**Your instructions:** Each entry must come back word for word; drop the images as you go.

**Data for analysis:**
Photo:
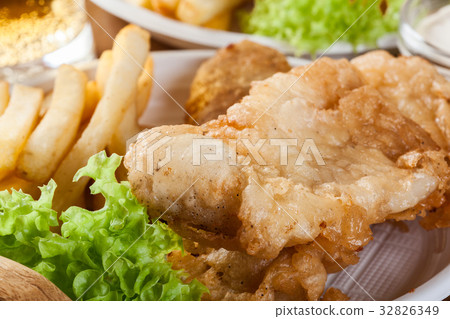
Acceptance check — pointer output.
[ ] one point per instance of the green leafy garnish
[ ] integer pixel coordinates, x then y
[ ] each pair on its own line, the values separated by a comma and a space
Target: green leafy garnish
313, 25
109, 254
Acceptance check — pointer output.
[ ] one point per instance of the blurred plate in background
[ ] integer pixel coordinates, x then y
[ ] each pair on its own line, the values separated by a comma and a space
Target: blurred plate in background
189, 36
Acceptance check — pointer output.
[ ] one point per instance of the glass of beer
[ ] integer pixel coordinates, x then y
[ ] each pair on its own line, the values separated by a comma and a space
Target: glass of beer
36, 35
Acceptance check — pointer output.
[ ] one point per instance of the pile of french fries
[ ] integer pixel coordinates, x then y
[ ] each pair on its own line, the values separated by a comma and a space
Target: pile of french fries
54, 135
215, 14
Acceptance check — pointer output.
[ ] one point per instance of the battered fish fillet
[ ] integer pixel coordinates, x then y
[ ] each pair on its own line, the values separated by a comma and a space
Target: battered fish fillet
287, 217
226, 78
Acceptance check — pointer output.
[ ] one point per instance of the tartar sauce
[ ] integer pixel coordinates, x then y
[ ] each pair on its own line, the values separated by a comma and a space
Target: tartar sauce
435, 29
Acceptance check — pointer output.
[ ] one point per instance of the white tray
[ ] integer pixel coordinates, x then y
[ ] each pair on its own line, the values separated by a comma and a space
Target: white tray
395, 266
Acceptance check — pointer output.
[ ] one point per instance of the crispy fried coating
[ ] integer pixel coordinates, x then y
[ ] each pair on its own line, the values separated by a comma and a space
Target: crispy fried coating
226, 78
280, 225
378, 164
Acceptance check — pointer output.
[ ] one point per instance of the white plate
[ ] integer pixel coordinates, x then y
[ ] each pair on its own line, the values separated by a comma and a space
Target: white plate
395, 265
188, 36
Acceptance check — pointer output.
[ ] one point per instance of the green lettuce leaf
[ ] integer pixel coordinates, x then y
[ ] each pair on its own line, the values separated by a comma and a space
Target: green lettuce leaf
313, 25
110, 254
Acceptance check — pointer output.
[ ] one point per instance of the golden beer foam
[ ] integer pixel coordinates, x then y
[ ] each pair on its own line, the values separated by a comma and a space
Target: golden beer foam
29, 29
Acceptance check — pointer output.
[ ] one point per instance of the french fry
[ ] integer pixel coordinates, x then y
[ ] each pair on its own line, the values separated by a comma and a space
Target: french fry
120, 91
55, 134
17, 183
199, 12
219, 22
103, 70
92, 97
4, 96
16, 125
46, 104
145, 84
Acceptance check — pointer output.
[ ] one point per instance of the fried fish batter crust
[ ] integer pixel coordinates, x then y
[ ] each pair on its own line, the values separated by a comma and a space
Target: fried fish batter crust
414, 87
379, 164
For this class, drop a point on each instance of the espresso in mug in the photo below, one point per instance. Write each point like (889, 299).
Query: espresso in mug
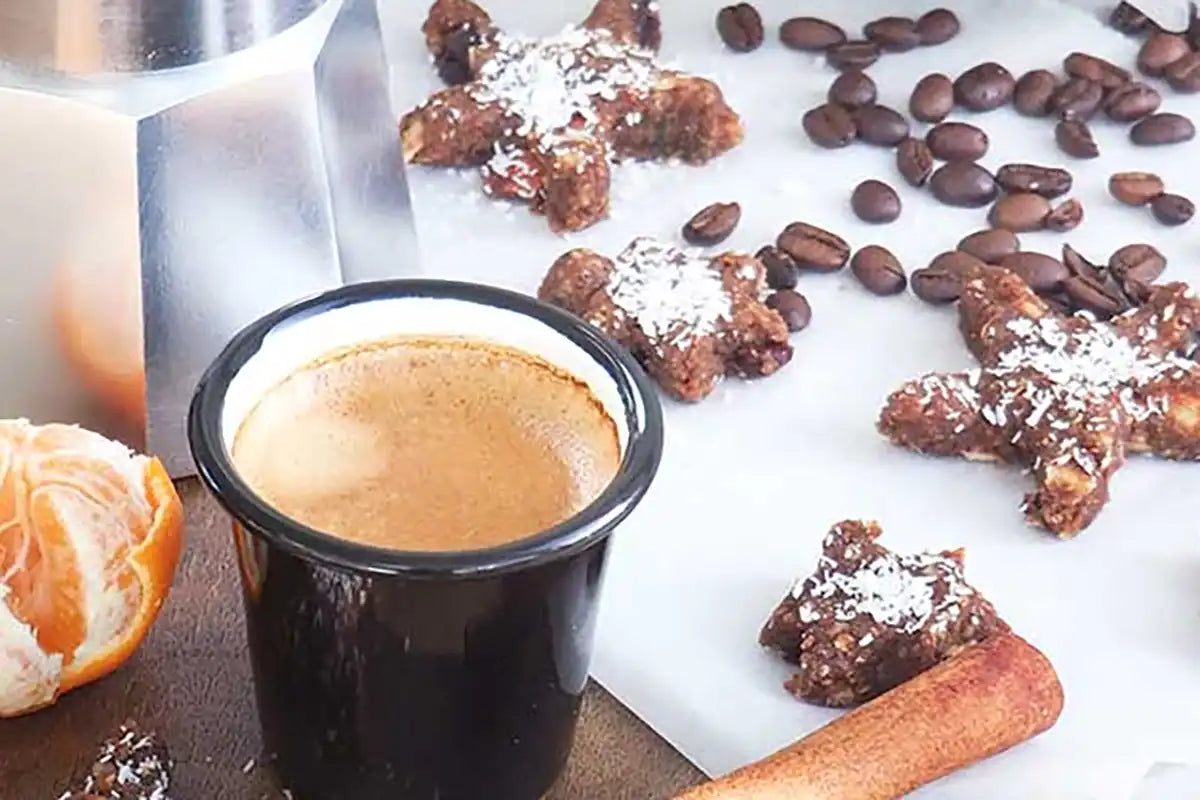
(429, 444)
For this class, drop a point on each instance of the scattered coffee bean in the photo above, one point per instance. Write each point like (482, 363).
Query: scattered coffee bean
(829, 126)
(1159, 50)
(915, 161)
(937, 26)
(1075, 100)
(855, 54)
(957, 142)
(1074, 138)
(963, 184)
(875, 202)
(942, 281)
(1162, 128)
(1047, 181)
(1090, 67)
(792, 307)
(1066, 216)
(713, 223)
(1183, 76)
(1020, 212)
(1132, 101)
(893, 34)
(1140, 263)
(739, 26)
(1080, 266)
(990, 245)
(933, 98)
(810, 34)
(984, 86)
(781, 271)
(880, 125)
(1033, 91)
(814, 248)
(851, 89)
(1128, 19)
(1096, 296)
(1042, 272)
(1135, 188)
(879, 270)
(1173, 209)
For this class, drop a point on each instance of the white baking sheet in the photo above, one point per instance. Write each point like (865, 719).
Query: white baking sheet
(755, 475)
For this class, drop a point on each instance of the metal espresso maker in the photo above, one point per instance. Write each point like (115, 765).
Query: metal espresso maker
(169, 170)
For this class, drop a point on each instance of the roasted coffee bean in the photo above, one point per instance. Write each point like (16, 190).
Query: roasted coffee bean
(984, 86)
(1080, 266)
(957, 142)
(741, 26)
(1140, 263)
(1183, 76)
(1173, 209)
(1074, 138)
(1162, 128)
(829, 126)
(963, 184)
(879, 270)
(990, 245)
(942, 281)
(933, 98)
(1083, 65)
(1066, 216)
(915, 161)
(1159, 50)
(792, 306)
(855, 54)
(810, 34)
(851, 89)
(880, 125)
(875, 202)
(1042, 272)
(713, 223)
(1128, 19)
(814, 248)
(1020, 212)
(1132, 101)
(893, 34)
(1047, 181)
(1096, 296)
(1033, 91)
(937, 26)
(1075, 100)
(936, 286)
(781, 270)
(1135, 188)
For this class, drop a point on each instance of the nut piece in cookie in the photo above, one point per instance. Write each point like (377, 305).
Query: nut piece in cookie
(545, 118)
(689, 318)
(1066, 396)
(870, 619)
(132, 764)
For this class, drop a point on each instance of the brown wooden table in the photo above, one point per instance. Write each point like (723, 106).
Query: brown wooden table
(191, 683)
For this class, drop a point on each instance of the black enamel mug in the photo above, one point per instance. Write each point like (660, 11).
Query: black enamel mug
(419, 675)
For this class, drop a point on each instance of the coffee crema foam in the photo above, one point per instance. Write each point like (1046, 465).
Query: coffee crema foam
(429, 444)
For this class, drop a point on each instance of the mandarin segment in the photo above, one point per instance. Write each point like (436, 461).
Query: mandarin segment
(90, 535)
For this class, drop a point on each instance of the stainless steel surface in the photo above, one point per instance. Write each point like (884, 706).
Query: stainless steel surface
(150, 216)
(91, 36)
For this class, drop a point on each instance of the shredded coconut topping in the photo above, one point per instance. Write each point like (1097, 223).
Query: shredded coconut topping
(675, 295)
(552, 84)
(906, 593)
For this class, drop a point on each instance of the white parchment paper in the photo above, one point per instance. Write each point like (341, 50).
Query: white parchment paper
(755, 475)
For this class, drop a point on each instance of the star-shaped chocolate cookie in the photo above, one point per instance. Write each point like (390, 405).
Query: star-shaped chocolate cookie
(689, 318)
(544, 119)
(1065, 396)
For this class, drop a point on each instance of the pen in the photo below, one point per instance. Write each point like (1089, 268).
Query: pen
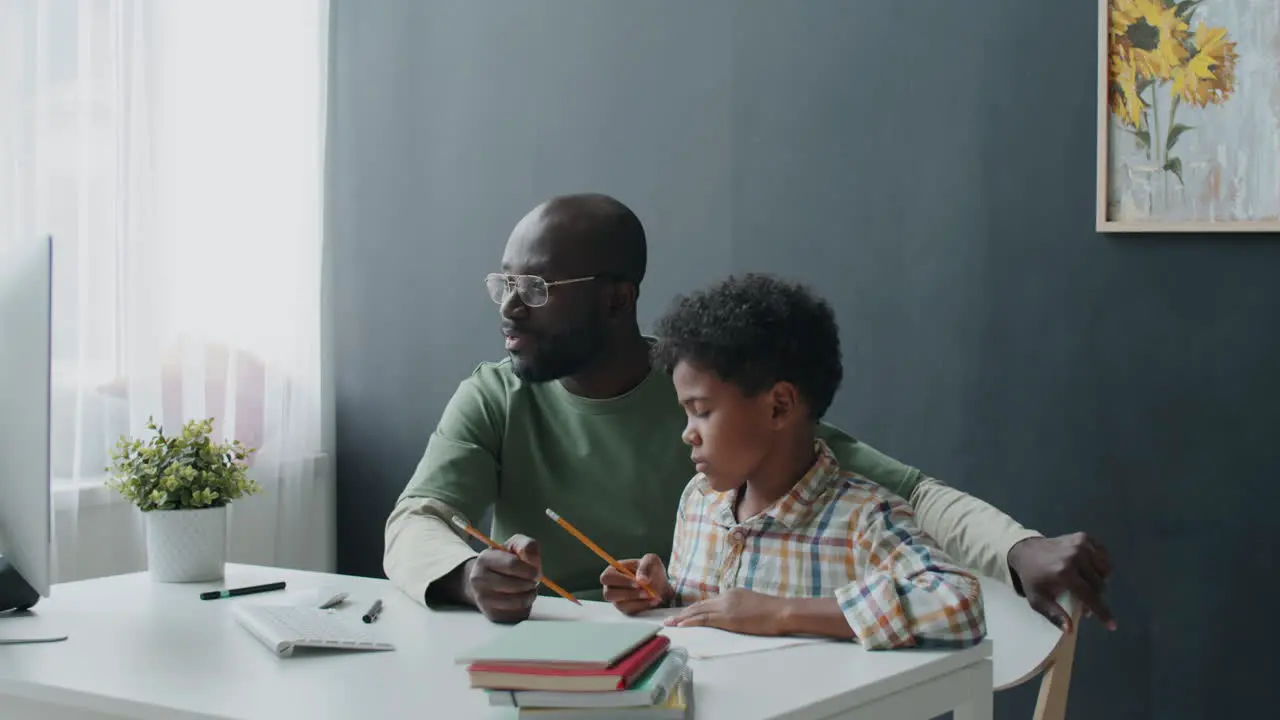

**Response to this task:**
Photo:
Acceptance check — pointer output.
[ ] one point per instance of the green leafy garnish
[ ] integer pixel coordinates, x then y
[ ] each pair on its own line, the values separated by a comma and a space
Target: green leafy garnish
313, 25
109, 254
Acceptance check — pointer output.
[ ] one point per instance of the blurred plate in background
[ ] integer pixel coordinates, x then y
[ ] each pair on its own line, the values separated by a comma and a space
Target: blurred plate in background
189, 36
Acceptance check — pointer output.
[ ] one point per instance of the glass of beer
[ ] integer pixel coordinates, x then y
[ ] each pair on its own line, the values separated by a comma and a space
Target: glass of beer
36, 35
Acceptance check — pointer output.
[ ] one point per instance of the pile of french fries
[ ] integer pixel coordinates, x then y
[ ] each pair on its own line, the values separated by a comma and a space
Target: pile of french fries
54, 135
215, 14
Acceptance check — pointer output.
[ ] one point per instance of the battered fish fillet
[ ] integer pixel coordinates, x then y
[ ] each pair on its own line, the values separated by a comma and a space
Target: battered fish fillet
287, 217
226, 78
Acceptance check — pointer output.
[ ] one point per instance of the tartar sauce
[ ] integer pixel coordinates, x then y
[ ] each pair on its own line, the values separated by a comma and a space
Target: tartar sauce
435, 29
Acceptance check — pointer output.
[ ] one point per instance of the white tray
[ ] integer pixel coordinates, x then y
[ ] each pair on its own line, the values separated by a comma and a space
Target: white tray
395, 266
Acceptance check — pointer output.
[ ] one point per instance of the crispy fried coating
[ ] integer pixel coordinates, x then y
[ ] each pair on its own line, the values separated by a comma and a space
Target: crispy fried coating
226, 78
280, 225
378, 164
Acceptance check — pointer output.
[ ] one point per instance of the white plate
[ ] integer pixel coordinates, x then y
[ ] each pair on its own line, the values separated by a comma and a space
Target: white plate
395, 265
188, 36
Acceptance check — pointer output.
[ ] one point per instance of the green lettuce leaf
[ ] integer pixel coordinates, x then y
[ ] each pair on its own line, the values separated by a comma and a space
Target: green lettuce leaf
313, 25
110, 254
Acceptance check — pointer output.
[ ] one point per instance of the golden beer foam
[ ] integer pixel coordinates, x then y
[ ] each pair on its own line, the values separated by a comma and a space
Target: golden beer foam
29, 29
Acceptance check — pointer output.
[ ] one point per instance of the french fry
[ ] integer pixel coordinates, x then y
[ ] each pair on its own line, the values separated by a comma and a space
Target: french fry
120, 91
55, 134
17, 183
199, 12
219, 22
103, 70
92, 97
4, 96
16, 125
46, 104
145, 84
Acceptance check — pointer output.
[ ] one point per instance of the fried fish batter crust
[ ] integer pixel coordinates, x then y
[ ] each pair on its own line, the values separated by a comma and a space
Target: fried fish batter crust
414, 87
379, 164
For this class, drop a point on each instance of the espresso in mug in the photo below, one point per instance. Write each point like (889, 299).
Query: espresso in mug
(429, 444)
For this class, drop a point on each instance of the scattered coffee bean in the photo above, one point per instance. Write each point like (482, 363).
Query: scattered coffee bean
(829, 126)
(1159, 50)
(915, 161)
(937, 26)
(1075, 100)
(855, 54)
(957, 142)
(1074, 138)
(963, 184)
(875, 202)
(942, 281)
(1162, 128)
(1047, 181)
(1090, 67)
(792, 307)
(1066, 216)
(713, 223)
(1183, 76)
(1020, 212)
(1132, 101)
(893, 34)
(1140, 263)
(739, 26)
(1080, 266)
(990, 245)
(933, 98)
(810, 34)
(984, 86)
(781, 271)
(880, 125)
(1033, 91)
(814, 248)
(851, 89)
(1128, 19)
(1096, 296)
(1042, 272)
(1135, 188)
(879, 270)
(1173, 209)
For this class, drop a point on each instance of the white baking sheet in the photo above, one point per instance. Write each point like (865, 719).
Query: white baking sheet
(755, 475)
For this class, drop a point on each instance of the metal espresso maker in the photo above, one point per instance. Write each point like (115, 765).
Query: metal espresso maker
(169, 170)
For this class, drop a point on each instance of the roasted coffee bean in the photo above, one point per instance. Write each point like (16, 190).
Query: roasted coffee bean
(984, 86)
(1080, 266)
(957, 142)
(741, 26)
(1140, 263)
(1183, 76)
(1173, 209)
(1074, 138)
(1162, 128)
(829, 126)
(963, 184)
(879, 270)
(990, 245)
(942, 281)
(933, 98)
(1083, 65)
(1066, 216)
(915, 161)
(1159, 50)
(792, 306)
(855, 54)
(810, 34)
(851, 89)
(880, 125)
(875, 202)
(1042, 272)
(713, 223)
(1128, 19)
(814, 248)
(1020, 212)
(1132, 101)
(893, 34)
(1047, 181)
(1096, 296)
(1033, 91)
(937, 26)
(1075, 100)
(936, 286)
(781, 270)
(1135, 188)
For this class, drop a point on each instance of the nut piece in cookie in the photo above, one point per instance. Write each point like (377, 305).
Query: nut piece in cookie
(545, 118)
(689, 318)
(1066, 396)
(870, 619)
(132, 764)
For this class, drop a point on each instance of the brown wooden table in the photo above, one point per instance. Write each point like (723, 106).
Query: brown wooden table
(191, 683)
For this class, drop a point on each instance of the black enamel mug in the photo above, one point per instance. Write each point like (660, 11).
Query: black enamel mug
(419, 675)
For this class, drop a point on each instance of the coffee crema foam in the photo above, one point per instance. Write each point like (1046, 465).
Query: coffee crema foam
(429, 444)
For this class, drop a point on each instance of the mandarin segment in the photo above, one point per instance. Write each point like (436, 461).
Query: mandarin segment
(90, 535)
For this class, drop a point on each instance of the stainless steel surface in the photo above, one point per instance. Write each point like (884, 706).
Query: stainless steel surface
(150, 216)
(91, 36)
For this class, drop a point on each instance of the shredded coconut topping in the photo above, one point per instance. Write each point like (1097, 223).
Query: shredded coconut topping
(675, 295)
(552, 84)
(906, 593)
For this class, drop a point on each instance of the white parchment paper in the photo above, one point per instance. Write each point like (341, 50).
Query: white parchment paper
(755, 475)
For this class, drop a point on each instance of the star-shaped chocolate cookie in the photo above, one point per instance. Write each point like (390, 405).
Query: star-shaped chocolate cookie
(689, 318)
(544, 119)
(1065, 396)
For this class, drop a point on each instance of the pen in the photo below, one point per instance. Write each point like (1089, 268).
Query: pen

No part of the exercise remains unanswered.